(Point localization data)
- - -

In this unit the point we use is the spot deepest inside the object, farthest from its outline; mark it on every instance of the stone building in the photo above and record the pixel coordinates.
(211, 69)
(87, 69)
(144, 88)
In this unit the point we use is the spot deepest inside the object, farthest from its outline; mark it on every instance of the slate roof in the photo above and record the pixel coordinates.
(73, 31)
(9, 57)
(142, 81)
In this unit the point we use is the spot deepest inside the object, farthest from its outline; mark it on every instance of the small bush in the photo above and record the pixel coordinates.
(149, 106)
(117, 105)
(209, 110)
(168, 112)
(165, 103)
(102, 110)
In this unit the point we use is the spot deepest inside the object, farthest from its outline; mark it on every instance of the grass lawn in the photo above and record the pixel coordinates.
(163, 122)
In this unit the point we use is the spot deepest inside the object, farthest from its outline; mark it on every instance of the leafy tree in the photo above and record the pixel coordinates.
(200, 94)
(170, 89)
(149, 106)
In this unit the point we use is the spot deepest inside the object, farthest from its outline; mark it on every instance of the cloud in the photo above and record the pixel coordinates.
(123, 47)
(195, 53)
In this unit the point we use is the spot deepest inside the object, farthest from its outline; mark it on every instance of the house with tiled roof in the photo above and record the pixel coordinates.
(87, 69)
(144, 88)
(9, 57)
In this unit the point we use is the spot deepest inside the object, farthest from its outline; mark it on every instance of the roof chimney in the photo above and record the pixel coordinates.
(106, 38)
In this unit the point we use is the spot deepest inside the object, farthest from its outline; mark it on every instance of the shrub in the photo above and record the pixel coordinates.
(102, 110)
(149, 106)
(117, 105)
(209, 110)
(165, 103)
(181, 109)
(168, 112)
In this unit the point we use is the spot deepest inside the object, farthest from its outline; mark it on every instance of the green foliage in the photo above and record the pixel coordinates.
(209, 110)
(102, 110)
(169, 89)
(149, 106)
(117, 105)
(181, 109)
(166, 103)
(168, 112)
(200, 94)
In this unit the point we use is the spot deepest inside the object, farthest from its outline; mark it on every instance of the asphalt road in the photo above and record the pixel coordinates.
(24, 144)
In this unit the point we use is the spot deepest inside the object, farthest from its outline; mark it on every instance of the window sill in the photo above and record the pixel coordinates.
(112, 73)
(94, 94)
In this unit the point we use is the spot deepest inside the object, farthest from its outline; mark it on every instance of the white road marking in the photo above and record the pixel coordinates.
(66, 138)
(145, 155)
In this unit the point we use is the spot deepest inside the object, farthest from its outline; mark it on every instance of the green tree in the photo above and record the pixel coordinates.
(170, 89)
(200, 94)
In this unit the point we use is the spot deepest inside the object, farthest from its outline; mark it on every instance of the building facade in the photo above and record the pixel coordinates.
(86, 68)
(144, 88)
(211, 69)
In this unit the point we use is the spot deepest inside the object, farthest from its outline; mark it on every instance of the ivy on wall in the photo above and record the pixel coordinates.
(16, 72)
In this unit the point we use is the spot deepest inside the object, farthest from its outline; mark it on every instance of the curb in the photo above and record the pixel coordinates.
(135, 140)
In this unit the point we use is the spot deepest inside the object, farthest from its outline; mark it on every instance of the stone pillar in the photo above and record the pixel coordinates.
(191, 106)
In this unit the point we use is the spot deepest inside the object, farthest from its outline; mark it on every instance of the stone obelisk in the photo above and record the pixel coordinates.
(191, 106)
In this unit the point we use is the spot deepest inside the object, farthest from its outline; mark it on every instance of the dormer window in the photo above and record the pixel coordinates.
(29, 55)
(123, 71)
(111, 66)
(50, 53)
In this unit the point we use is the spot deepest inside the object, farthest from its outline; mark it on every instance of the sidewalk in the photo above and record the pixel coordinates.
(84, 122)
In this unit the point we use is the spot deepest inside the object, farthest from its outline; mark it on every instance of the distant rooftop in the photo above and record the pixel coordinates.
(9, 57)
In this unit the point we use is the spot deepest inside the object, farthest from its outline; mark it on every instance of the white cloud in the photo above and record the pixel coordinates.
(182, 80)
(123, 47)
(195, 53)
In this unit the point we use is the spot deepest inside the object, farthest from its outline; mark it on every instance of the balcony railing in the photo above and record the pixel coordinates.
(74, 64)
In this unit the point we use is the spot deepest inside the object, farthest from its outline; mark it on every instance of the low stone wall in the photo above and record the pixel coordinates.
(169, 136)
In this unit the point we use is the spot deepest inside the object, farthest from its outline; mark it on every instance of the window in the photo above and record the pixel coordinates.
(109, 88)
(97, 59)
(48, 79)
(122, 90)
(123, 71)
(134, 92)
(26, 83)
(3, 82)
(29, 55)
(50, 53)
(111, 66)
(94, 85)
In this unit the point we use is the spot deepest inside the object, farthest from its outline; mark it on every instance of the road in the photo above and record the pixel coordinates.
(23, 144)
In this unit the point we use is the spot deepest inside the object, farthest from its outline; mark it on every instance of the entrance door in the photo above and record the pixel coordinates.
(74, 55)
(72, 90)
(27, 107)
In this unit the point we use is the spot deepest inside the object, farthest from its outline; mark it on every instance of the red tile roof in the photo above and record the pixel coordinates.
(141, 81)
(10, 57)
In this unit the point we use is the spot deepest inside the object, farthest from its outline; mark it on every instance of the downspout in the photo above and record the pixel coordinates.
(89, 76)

- - -

*What is being asked*.
An unaltered transcription of all the data above is needed.

*Written response*.
In this unit the point we use is the spot deepest inside the object, farthest from its outline; mark it on every instance of the stone building in the photo above and record the pixel coordinates.
(211, 69)
(87, 69)
(144, 88)
In this unit the point we use is the spot deepest inside the object, farthest from its outline; mark it on every instance of the slate roof in the photo above and record the pixel coordinates.
(73, 31)
(9, 57)
(142, 81)
In this unit the point we use is the spot deepest inside the object, farthest from its outline; mark it on every instance of the small bush in the photo above and record the pixel coordinates.
(149, 106)
(117, 105)
(209, 110)
(168, 112)
(165, 103)
(102, 110)
In this unit the point we use is the spot deepest inside the object, farthest from its outline; mark it on every instance of the grass lawn in the photo above and record the pixel coordinates.
(163, 122)
In this unit the point we use is the spot deepest inside the object, farthest from its outline; mark it on every instance of the leafy tree in the photo above and record the pixel coordinates.
(200, 94)
(170, 89)
(149, 106)
In this unit the point we use is the spot deepest inside the object, farthest from its outline; mark it on every instance of the cloud in the photo above and record the pixel coordinates.
(123, 47)
(195, 53)
In this unit the point we use is the spot deepest inside the object, farthest from its outline; mark it on every instance of the house with tiled roof in the photo above and record the pixel coordinates.
(87, 69)
(144, 88)
(9, 57)
In this unit the point we use is the spot deepest inside the object, farthest from its outline; mark it on every instance of the roof chimney in the photo above and record the pixel coordinates.
(106, 38)
In this unit the point we use is the spot deepest inside the object, farthest from its outline; mark it on every instance of the shrub in the photo above and record the pixel coordinates.
(102, 110)
(149, 106)
(117, 105)
(209, 110)
(165, 103)
(181, 109)
(168, 112)
In this unit the point we use is the spot deepest inside the object, farthest from its outline; mark it on every instance of the green foliage in the photo above and record the pixel coordinates.
(209, 110)
(102, 110)
(169, 89)
(149, 106)
(117, 105)
(181, 109)
(166, 103)
(168, 112)
(200, 94)
In this unit the point we use is the spot deepest inside the object, farthest from its outline; mark it on every instance of the asphalt road in the photo above and record the pixel coordinates.
(24, 144)
In this unit the point we use is the spot deepest inside the object, farthest from its outline; mark it on every instance of the window sill in the photo above and record the pixel coordinates.
(112, 73)
(94, 94)
In this unit the point we use is the spot deepest inside the object, farthest from its outline; mark it on every instance of the white road marking in the photo above and record the pixel coordinates.
(66, 138)
(145, 155)
In this unit the point we use is the spot deepest inside the object, farthest from its outline; mark it on every instance of the green tree in the photo above and record the pixel coordinates.
(170, 89)
(200, 94)
In this unit the point we use is the spot deepest inside the object, farthest from its outline; mark it on every instance of the building facade in the photo above and record the pixel coordinates.
(86, 68)
(144, 88)
(211, 69)
In this unit the point we use is the spot deepest inside the object, farthest from its outline; mark it on every instance of the ivy on wall in the photo above and record the pixel coordinates.
(16, 72)
In this unit the point we use is the spot deepest inside the object, farthest from its outline; mark it on every instance of the curb in the photo above and record the pixel coordinates.
(135, 140)
In this unit the point we use is the spot deepest inside the object, farthest from its outline; mark it on every instance of the stone pillar in the photo above and record the pixel coordinates.
(191, 106)
In this unit the point we use is the spot deepest inside the object, farthest from its outline; mark it on every instance of the stone obelisk in the photo above and record the pixel coordinates.
(191, 106)
In this unit the point we use is the spot deepest inside the object, farthest from its outline; mark it on every instance of the dormer window in the photo above and record the pixel coordinates.
(29, 55)
(123, 71)
(111, 66)
(50, 53)
In this unit the point we use is the spot deepest inside the object, farthest from its outline; mark it on every instance of the sidewalk in the photo above and record the pixel coordinates.
(84, 122)
In this unit the point we use is the spot deepest inside the object, farthest from its outline; mark it on every instance of the distant rooftop in the photo above and record the pixel coordinates.
(9, 57)
In this unit the point we use is the spot deepest inside the object, farthest from its outline; mark it on every instance of the white cloud in the photo above and record the pixel coordinates.
(182, 80)
(123, 47)
(195, 53)
In this unit the point we use is the spot deepest inside the object, farthest from its outline; mark it on every instance of the balcony railing in the photo above and record the pixel coordinates.
(74, 64)
In this unit the point we use is the spot deepest inside the object, farthest from its outline; mark it on every instance of the low stone wall in the photo above and record the pixel coordinates.
(169, 136)
In this unit the point we use is the spot deepest inside the object, farthest from its outline; mark it on every instance of the window in the photo above and record the pixel coordinates.
(109, 88)
(97, 59)
(48, 79)
(122, 90)
(123, 71)
(134, 92)
(26, 83)
(3, 82)
(29, 55)
(50, 53)
(111, 66)
(94, 85)
In this unit the point we use is the spot deepest inside the object, farthest from its outline; mark it on every instance of the road in the photo above and record the pixel coordinates.
(23, 144)
In this unit the point we use is the spot deepest inside the object, farthest from its outline; mark it on every instance of the entrance door in the photo above and record the pixel coordinates.
(74, 55)
(72, 90)
(27, 107)
In this unit the point we use is the spot deepest inside the object, farthest from its outline; mark it on every instance of the red tile roof in the photo above and record the pixel coordinates.
(141, 81)
(10, 57)
In this unit the point we use is the spot deepest inside the object, farthest from its outline; mark it on every instance of the downspout in the photo above and record the pixel coordinates.
(89, 76)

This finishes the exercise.